STATED PROBLEM - Repeat all of the entries below word for word, leaving the pictures out of your answer.

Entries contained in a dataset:
------------------------------------------------------------
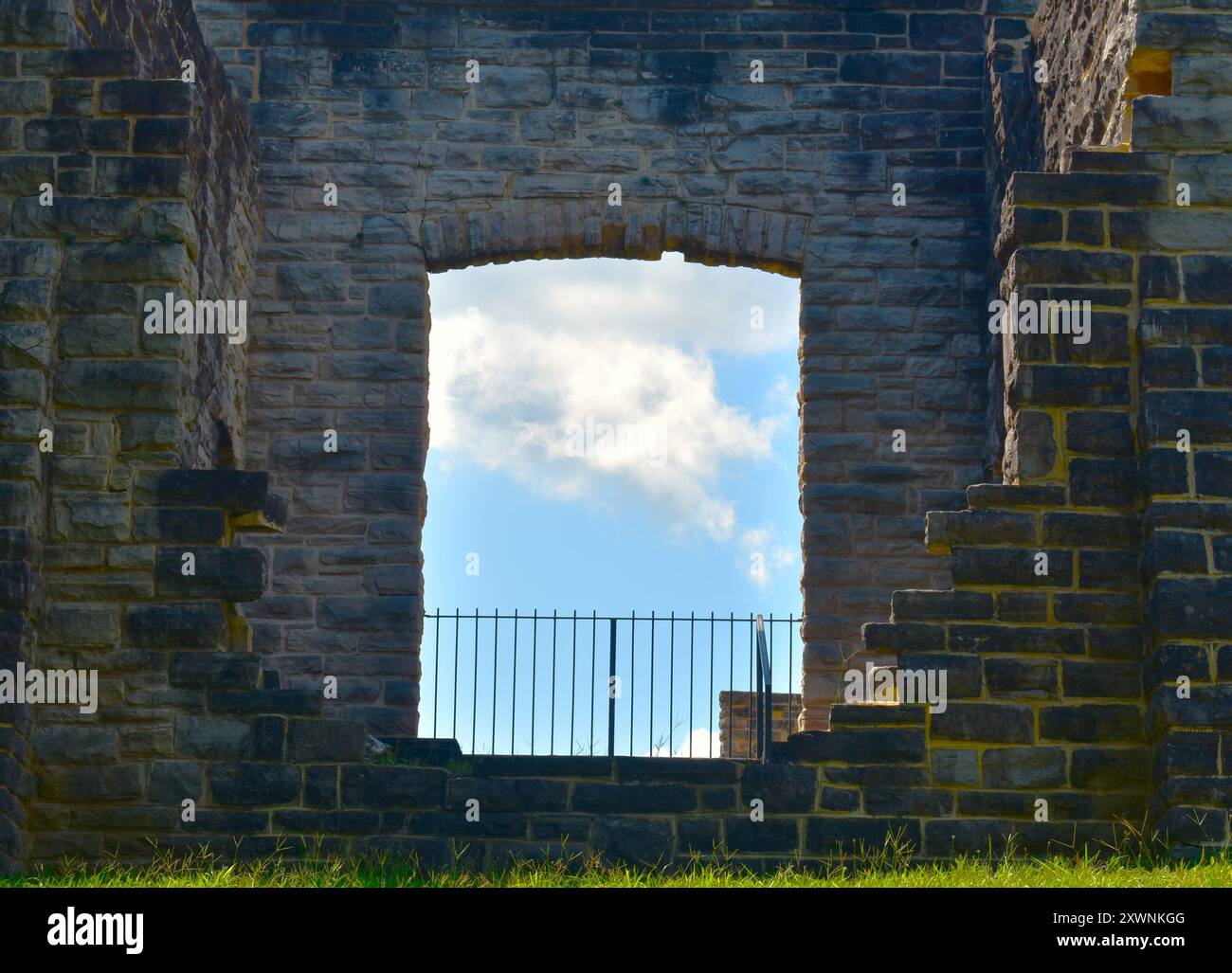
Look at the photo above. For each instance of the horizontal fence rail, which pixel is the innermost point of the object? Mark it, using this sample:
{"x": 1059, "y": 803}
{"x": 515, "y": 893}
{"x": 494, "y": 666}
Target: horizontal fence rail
{"x": 592, "y": 684}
------------------------------------------------------------
RESULT -
Look at the photo above. For each instance of the horizontal fence rail, which pixel is the innermost point of the object? Mark it, using this sample:
{"x": 1059, "y": 803}
{"x": 515, "y": 893}
{"x": 494, "y": 666}
Target: horizontal fence rail
{"x": 592, "y": 684}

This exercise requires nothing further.